Location identification entries
----

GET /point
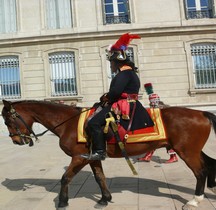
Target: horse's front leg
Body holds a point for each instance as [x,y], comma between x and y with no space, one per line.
[100,178]
[75,166]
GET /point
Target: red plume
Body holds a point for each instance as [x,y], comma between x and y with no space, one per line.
[124,41]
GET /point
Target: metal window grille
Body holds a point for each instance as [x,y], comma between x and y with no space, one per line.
[116,11]
[9,77]
[198,9]
[58,14]
[63,74]
[204,65]
[8,16]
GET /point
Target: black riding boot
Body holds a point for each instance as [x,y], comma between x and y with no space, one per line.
[98,146]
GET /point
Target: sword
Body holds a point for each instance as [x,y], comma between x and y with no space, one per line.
[114,127]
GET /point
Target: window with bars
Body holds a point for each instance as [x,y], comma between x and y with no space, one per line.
[63,74]
[9,77]
[116,11]
[197,9]
[204,65]
[58,14]
[8,16]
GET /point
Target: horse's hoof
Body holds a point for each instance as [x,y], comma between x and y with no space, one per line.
[213,189]
[62,208]
[103,202]
[99,206]
[188,207]
[62,205]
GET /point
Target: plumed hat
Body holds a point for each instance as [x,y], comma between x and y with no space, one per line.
[117,51]
[148,88]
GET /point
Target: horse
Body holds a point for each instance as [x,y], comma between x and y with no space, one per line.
[187,132]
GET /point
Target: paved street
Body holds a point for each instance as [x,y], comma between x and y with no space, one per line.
[30,179]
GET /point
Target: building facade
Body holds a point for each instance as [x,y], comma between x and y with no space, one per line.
[55,49]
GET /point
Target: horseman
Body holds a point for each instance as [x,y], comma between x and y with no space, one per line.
[121,100]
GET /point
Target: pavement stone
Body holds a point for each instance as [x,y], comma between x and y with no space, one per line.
[30,179]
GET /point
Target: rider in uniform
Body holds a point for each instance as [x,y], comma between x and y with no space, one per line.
[122,98]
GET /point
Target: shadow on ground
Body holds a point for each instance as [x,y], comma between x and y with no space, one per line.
[117,185]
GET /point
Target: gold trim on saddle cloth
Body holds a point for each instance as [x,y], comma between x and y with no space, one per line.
[159,132]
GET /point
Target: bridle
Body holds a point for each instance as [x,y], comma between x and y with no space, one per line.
[22,136]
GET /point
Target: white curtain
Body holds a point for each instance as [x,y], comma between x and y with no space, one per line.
[58,14]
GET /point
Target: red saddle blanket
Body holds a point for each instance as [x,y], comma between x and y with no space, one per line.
[154,133]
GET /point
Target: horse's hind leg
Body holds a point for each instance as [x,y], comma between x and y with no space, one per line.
[75,166]
[97,169]
[211,184]
[197,163]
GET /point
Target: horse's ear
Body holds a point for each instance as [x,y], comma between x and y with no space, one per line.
[7,104]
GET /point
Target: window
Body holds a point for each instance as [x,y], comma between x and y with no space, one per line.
[204,65]
[196,9]
[63,74]
[7,16]
[58,14]
[9,77]
[116,11]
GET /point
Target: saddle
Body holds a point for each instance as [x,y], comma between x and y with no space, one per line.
[154,133]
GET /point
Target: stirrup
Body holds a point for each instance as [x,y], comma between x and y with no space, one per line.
[94,156]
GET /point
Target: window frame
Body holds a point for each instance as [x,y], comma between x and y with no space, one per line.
[208,13]
[58,26]
[19,94]
[49,96]
[116,12]
[191,75]
[4,14]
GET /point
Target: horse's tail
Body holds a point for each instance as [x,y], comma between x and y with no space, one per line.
[212,119]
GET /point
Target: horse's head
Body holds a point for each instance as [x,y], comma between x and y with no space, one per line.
[19,130]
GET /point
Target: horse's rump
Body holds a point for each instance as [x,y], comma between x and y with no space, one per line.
[154,133]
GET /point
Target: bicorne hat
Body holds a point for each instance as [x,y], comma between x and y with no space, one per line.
[118,51]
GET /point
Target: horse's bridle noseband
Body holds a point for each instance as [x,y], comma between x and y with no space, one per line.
[22,136]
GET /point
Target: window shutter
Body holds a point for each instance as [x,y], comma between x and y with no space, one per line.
[51,14]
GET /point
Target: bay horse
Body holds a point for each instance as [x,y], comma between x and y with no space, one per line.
[187,132]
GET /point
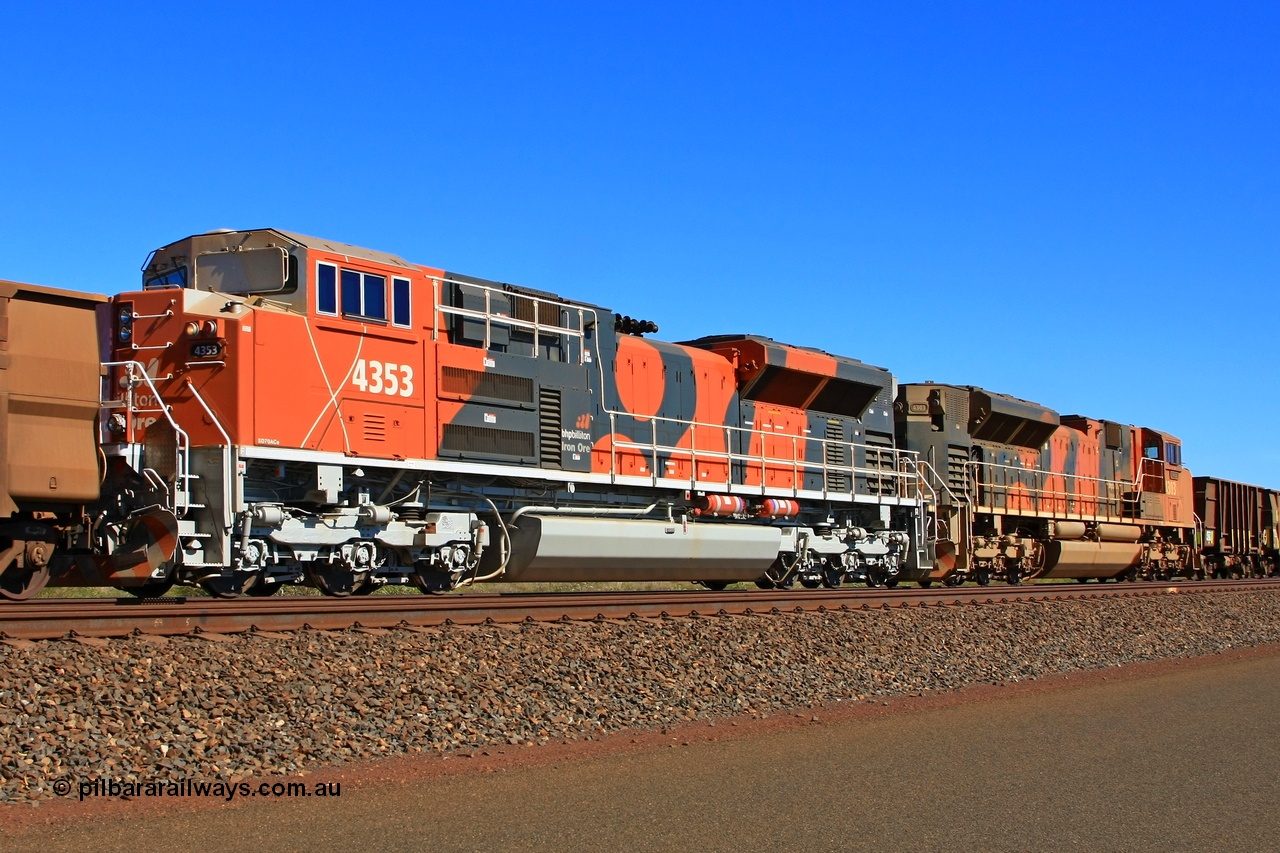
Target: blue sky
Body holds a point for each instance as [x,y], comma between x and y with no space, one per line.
[1072,203]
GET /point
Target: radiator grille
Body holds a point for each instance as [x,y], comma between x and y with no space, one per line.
[479,383]
[487,441]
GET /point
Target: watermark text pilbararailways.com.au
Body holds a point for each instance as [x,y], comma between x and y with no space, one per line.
[184,788]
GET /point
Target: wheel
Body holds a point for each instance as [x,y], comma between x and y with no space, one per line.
[338,582]
[152,588]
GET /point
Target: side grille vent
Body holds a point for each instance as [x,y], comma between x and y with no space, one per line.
[549,427]
[837,457]
[479,383]
[487,442]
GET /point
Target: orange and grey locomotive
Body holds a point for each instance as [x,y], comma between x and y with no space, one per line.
[309,411]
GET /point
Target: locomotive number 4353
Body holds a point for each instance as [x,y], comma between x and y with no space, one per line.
[378,378]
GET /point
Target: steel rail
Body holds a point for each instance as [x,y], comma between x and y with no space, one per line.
[96,617]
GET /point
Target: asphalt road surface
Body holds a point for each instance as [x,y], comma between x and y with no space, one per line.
[1183,760]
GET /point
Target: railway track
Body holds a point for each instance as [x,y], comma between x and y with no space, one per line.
[209,617]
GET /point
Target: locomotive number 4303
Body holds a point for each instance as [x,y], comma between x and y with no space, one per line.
[378,378]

----

(TASK TO COMPLETE): Please identify each line in the material above that contains the word "grille", and copy those lines.

(CORRECT ANSWER):
Target: metal window grille
Target: radiator grille
Target: side grille vent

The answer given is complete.